§ Data to process
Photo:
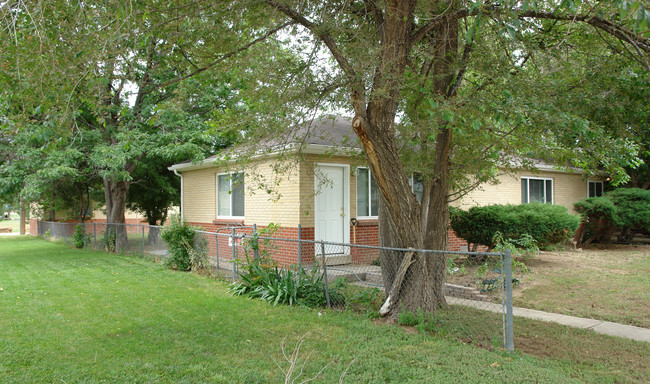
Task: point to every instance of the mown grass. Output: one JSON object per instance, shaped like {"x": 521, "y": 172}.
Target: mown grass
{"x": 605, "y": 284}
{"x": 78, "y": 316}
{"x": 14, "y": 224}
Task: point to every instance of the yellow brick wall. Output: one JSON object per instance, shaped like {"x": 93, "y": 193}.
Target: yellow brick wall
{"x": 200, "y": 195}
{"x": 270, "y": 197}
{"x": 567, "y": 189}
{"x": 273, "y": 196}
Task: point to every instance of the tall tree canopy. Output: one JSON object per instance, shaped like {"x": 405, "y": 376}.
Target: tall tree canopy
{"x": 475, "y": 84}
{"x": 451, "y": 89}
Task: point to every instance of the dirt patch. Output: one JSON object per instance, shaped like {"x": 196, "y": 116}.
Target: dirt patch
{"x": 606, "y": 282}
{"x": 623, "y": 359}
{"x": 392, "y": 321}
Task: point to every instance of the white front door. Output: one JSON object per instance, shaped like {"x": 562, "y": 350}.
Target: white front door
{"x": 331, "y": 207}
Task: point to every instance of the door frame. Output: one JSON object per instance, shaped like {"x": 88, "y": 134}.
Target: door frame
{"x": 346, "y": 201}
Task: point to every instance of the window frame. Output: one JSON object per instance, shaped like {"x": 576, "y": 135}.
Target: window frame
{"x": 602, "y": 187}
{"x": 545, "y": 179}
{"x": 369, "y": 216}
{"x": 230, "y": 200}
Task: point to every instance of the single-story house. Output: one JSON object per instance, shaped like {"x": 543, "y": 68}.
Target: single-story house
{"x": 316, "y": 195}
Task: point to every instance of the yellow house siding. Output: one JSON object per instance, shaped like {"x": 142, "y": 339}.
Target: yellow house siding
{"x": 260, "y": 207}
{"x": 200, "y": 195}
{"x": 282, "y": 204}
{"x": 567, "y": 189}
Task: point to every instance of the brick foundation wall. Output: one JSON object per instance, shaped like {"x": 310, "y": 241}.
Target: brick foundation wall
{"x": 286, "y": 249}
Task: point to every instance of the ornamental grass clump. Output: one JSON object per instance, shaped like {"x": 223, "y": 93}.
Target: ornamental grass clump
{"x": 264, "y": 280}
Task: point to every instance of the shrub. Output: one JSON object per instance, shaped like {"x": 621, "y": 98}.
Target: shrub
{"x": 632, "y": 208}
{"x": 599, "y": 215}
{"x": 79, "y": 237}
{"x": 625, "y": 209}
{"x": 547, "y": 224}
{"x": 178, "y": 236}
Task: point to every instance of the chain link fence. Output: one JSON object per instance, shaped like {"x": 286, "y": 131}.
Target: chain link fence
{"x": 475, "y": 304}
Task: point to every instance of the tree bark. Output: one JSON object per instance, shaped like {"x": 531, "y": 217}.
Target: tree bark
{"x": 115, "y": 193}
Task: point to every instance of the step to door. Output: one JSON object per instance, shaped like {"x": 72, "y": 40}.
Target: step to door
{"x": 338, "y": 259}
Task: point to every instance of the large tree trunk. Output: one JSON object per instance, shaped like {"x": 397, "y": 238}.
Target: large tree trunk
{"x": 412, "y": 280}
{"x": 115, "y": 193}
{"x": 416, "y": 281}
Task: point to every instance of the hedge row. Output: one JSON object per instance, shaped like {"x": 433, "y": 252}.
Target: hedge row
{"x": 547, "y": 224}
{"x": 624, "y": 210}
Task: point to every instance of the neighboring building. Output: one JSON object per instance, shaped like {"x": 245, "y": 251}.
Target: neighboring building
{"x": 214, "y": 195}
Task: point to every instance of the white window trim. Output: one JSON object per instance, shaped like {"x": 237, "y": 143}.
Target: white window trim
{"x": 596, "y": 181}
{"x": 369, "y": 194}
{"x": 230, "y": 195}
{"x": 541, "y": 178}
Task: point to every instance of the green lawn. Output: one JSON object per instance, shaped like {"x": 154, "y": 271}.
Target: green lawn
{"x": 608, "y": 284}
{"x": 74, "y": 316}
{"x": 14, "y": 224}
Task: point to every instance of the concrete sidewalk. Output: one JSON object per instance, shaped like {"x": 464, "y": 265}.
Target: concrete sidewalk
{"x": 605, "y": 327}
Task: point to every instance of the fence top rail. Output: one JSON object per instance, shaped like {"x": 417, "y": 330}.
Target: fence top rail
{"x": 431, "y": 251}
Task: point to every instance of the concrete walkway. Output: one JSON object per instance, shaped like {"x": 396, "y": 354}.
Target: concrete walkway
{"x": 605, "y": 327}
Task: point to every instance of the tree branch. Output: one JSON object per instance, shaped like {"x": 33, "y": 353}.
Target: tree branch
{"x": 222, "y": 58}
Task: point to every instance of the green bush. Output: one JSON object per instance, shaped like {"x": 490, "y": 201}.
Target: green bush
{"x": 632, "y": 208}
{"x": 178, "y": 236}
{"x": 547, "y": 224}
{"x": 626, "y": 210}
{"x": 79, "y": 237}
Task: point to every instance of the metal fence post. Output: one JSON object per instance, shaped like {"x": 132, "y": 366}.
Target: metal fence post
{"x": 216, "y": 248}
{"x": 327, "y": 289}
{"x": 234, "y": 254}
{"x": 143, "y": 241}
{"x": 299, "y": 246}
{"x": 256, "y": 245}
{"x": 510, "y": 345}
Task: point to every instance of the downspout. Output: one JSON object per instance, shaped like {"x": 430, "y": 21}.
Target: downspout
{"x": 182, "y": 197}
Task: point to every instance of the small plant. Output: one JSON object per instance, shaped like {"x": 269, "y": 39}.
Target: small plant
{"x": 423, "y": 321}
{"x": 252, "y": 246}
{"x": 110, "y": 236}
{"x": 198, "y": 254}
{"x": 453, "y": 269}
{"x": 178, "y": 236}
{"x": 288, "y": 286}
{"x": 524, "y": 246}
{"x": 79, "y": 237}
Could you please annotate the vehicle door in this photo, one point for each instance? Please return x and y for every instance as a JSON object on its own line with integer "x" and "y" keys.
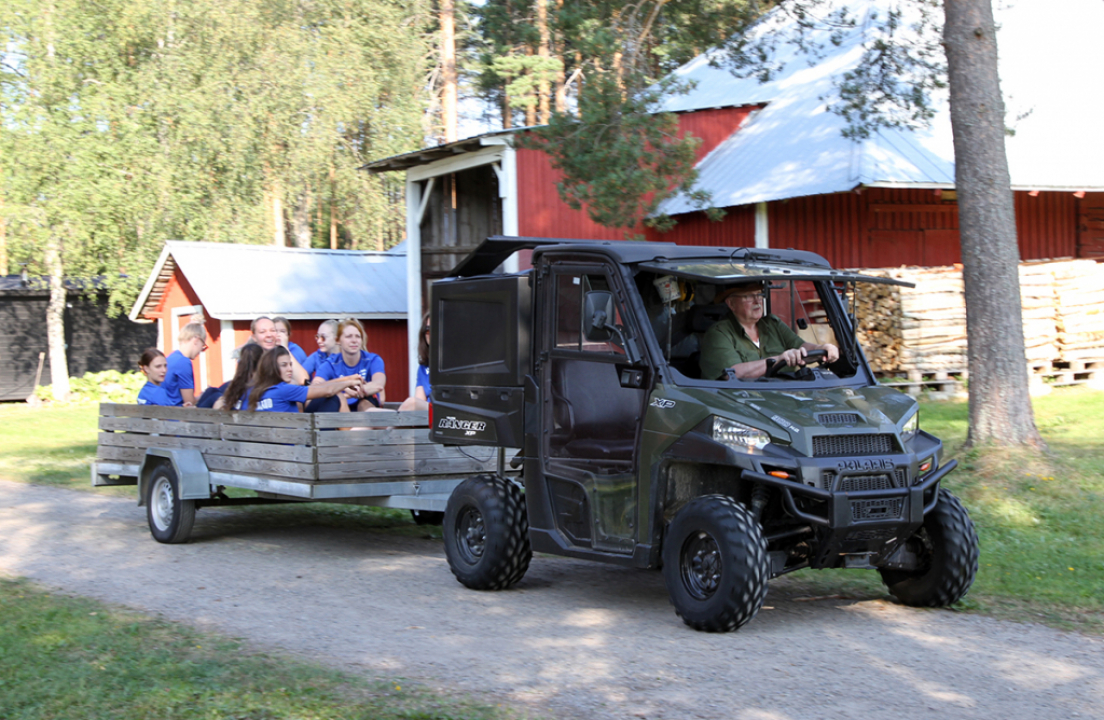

§ Work to be completed
Above this instruction are the records; retype exactly the lines from the one containing "Target: step to door" up to and including the one containing "Task: point to every instance of the white window".

§ Answer to this problem
Target: step to door
{"x": 338, "y": 259}
Task: point to every instance of the large tree trunk. Output: one JSON object per instance, shaped like {"x": 397, "y": 238}.
Target: large tree trunk
{"x": 412, "y": 280}
{"x": 115, "y": 193}
{"x": 416, "y": 281}
Task: point to every instance of the hedge row. Output: one JSON object per instance, shaped like {"x": 433, "y": 252}.
Target: hedge row
{"x": 547, "y": 224}
{"x": 624, "y": 210}
Task: point to every instance of the neighboring building. Output: one JSON object per instance, shaped like {"x": 245, "y": 251}.
Target: neighboring building
{"x": 214, "y": 195}
Task: point to every instance of the white window trim. Output: one JSON object per instance, shaped like {"x": 237, "y": 143}.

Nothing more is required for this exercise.